Actions to take —
a - From the reviews of "Humming" below, copy the passage that begins with the words containing "McAlpine's latest novel, set" and ends with "irresistible to women.", keeping every word and mark unchanged.
b - Answer these questions using the reviews of "Humming" below:
(i) In what setting does the novel take place?
(ii) Where did the author live that largely inspired the book?
(iii) What business does Jane run, and who is her partner?

═══ Document segment

Reviews of "Humming"

Eccentric antics in Golden Bay
A Hum of exploration
Humming along
Bad vibrations
Quintessential Kiwi gem
Healing and happiness
Self-absorbed characters

Eccentric antics in Golden Bay

Ageing hippies are fair game for writers to take the mickey, especially when they start wrestling with the meaning of life.

McAlpine's latest novel, set in Golden Bay, houses a collection of quirky characters living a quiet existence in an idyllic setting. The book was largely inspired by the author's experience living in Puponga, Farewell Spit, where whale strandings, native land snails and the laid-back lifestyle, all featured, were part of the way of life.

quote Despite the humour, McAlpine is gentle and indulgent with her characters, who flounder, dither and delude themselves. There's local cafe owner Jane who puts up with the moods and posturing of her self-centred partner, Ivan. He sees himself as the local expert on all matters cerebral and artistic and irresistible to women.

══════
═══ Supplied entries

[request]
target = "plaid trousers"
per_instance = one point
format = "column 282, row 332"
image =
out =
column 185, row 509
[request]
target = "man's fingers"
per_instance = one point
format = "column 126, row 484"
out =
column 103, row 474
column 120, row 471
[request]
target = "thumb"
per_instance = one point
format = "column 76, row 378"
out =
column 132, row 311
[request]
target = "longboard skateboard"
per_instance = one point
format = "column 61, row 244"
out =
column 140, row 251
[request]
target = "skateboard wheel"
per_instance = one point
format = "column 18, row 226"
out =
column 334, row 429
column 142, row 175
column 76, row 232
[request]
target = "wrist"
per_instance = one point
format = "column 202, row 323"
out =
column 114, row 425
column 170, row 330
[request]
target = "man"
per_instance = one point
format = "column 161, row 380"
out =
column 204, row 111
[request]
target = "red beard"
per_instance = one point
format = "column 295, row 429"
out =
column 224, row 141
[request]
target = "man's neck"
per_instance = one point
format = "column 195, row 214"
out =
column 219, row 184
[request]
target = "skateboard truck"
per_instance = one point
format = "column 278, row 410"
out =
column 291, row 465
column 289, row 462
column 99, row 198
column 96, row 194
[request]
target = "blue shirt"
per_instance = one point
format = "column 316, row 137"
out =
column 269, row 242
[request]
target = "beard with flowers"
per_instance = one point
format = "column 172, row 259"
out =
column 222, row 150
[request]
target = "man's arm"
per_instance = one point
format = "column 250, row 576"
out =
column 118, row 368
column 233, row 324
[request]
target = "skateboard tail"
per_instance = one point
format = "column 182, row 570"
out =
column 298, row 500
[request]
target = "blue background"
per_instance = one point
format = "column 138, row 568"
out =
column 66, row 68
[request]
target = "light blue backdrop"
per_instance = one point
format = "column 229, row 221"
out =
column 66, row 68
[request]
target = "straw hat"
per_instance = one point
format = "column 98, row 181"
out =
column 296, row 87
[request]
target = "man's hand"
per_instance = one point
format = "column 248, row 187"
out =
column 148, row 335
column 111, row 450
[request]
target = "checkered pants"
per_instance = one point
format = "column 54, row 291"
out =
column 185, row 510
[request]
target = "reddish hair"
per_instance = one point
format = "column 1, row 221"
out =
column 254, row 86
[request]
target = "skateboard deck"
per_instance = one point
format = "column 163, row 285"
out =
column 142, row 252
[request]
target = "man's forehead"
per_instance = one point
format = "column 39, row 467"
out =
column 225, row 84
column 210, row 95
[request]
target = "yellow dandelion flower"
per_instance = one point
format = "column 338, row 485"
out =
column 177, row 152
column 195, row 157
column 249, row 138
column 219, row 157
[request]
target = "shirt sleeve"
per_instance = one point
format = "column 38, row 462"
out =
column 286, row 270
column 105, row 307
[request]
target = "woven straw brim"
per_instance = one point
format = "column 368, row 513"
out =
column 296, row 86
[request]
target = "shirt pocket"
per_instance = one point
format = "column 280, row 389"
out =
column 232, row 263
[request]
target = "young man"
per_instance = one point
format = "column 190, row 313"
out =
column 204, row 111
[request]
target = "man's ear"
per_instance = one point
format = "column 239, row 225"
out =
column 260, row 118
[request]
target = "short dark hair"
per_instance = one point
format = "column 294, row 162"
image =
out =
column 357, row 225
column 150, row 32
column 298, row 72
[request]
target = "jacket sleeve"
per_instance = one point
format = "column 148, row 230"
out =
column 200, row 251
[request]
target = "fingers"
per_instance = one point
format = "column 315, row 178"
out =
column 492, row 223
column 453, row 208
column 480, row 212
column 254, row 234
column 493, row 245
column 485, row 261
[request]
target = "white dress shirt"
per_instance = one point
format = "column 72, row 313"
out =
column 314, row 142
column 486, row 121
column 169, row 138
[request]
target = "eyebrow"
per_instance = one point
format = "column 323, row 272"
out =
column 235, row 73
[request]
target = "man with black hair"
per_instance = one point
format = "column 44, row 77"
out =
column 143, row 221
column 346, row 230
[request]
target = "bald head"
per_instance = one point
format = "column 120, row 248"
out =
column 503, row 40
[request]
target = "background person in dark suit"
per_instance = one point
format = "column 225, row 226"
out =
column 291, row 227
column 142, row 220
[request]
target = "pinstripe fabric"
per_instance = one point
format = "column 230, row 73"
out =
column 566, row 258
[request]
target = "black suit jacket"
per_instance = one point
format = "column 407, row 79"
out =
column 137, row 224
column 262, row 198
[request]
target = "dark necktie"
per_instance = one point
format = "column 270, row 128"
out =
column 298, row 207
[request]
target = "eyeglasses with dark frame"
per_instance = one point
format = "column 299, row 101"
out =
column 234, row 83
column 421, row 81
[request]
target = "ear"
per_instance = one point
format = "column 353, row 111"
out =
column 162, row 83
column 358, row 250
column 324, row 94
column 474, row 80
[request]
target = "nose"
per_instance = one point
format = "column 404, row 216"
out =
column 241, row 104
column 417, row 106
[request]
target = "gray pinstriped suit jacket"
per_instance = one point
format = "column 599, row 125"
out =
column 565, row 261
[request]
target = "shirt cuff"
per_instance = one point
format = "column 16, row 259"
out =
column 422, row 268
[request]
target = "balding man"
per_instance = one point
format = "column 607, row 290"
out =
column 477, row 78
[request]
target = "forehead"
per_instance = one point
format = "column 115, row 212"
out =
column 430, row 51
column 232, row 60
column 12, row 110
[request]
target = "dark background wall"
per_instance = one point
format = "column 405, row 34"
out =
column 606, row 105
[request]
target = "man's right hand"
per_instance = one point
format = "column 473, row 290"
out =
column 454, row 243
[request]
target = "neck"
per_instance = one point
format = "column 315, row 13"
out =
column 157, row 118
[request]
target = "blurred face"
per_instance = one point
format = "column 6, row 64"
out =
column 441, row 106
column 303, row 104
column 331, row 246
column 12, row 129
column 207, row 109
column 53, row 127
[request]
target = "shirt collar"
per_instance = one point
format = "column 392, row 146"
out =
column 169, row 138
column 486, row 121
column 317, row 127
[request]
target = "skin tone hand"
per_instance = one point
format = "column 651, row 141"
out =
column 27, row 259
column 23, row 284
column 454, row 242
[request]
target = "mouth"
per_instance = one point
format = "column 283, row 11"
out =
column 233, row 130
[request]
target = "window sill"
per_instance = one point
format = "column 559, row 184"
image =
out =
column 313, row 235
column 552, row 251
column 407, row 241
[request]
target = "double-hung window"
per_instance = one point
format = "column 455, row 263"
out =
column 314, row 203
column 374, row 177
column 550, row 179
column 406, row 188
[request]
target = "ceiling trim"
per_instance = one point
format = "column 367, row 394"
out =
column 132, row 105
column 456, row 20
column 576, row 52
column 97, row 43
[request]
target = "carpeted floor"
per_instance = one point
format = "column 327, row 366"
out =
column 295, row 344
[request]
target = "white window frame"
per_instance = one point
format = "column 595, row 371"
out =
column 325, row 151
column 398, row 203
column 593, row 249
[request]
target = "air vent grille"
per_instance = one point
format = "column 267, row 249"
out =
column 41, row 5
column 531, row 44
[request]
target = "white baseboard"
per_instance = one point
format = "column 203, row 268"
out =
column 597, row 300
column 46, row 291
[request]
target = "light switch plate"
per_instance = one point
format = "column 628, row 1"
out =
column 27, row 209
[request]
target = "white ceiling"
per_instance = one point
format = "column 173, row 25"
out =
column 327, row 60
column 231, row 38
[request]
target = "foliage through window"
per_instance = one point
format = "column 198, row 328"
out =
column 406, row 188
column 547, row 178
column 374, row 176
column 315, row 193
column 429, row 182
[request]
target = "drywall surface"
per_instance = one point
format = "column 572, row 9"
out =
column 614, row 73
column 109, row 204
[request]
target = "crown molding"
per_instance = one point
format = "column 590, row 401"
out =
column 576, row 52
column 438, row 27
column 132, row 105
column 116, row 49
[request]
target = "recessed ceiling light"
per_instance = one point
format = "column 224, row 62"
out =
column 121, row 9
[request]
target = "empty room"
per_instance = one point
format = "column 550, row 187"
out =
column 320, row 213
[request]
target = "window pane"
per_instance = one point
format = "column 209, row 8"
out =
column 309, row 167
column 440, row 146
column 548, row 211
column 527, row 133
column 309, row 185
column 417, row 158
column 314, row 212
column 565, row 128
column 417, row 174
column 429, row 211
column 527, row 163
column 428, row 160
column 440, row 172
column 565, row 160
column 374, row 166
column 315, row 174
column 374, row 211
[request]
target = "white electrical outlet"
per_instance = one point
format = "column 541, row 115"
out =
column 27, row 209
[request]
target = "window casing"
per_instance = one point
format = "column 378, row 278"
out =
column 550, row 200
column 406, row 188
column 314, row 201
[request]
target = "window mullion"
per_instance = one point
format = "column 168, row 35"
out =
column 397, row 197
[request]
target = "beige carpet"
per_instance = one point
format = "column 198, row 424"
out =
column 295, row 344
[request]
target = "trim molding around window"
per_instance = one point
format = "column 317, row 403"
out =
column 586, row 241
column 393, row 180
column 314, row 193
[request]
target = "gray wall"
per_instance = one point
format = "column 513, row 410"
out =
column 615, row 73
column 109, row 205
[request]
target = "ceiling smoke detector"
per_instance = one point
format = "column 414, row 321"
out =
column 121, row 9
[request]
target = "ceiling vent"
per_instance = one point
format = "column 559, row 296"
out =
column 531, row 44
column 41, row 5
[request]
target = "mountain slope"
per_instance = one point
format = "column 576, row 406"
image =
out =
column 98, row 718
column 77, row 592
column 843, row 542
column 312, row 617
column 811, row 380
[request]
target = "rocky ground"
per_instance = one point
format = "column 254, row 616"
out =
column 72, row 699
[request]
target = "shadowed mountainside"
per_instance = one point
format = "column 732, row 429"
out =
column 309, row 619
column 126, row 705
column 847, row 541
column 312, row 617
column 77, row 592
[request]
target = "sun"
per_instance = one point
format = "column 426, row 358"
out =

══════

Answers —
a -
McAlpine's latest novel, set in Golden Bay, houses a collection of quirky characters living a quiet existence in an idyllic setting. The book was largely inspired by the author's experience living in Puponga, Farewell Spit, where whale strandings, native land snails and the laid-back lifestyle, all featured, were part of the way of life.

quote Despite the humour, McAlpine is gentle and indulgent with her characters, who flounder, dither and delude themselves. There's local cafe owner Jane who puts up with the moods and posturing of her self-centred partner, Ivan. He sees himself as the local expert on all matters cerebral and artistic and irresistible to women.

b -
(i) Golden Bay.
(ii) Puponga, Farewell Spit.
(iii) She owns the local cafe, and her partner is Ivan.